#### The request:
Turn every line of the items below into a numbered list, skipping blank lines and leaving the pictures out of your answer.

#### Data for this exercise:
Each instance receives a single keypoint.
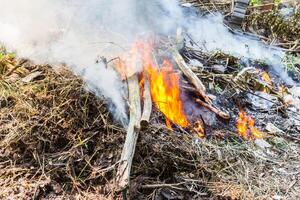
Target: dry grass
(58, 141)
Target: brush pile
(59, 141)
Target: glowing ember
(246, 128)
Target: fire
(165, 92)
(164, 82)
(199, 128)
(246, 128)
(267, 79)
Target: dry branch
(123, 173)
(190, 75)
(147, 108)
(213, 109)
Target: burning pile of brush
(158, 79)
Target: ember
(246, 128)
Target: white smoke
(76, 32)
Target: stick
(192, 78)
(123, 173)
(147, 109)
(213, 109)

#### Written solution:
1. Each instance receives a single keypoint.
2. Target: dry grass
3. (58, 141)
4. Target: brush pile
5. (59, 141)
6. Target: glowing ember
7. (246, 128)
8. Target: fire
9. (165, 92)
10. (164, 82)
11. (199, 128)
12. (246, 128)
13. (267, 79)
14. Target: dry branch
15. (123, 173)
16. (190, 75)
17. (147, 108)
18. (213, 109)
19. Target: burning pile of brush
20. (158, 79)
21. Target: ember
22. (246, 128)
23. Target: white smoke
24. (76, 32)
25. Target: stick
26. (192, 78)
27. (123, 173)
28. (147, 109)
29. (213, 109)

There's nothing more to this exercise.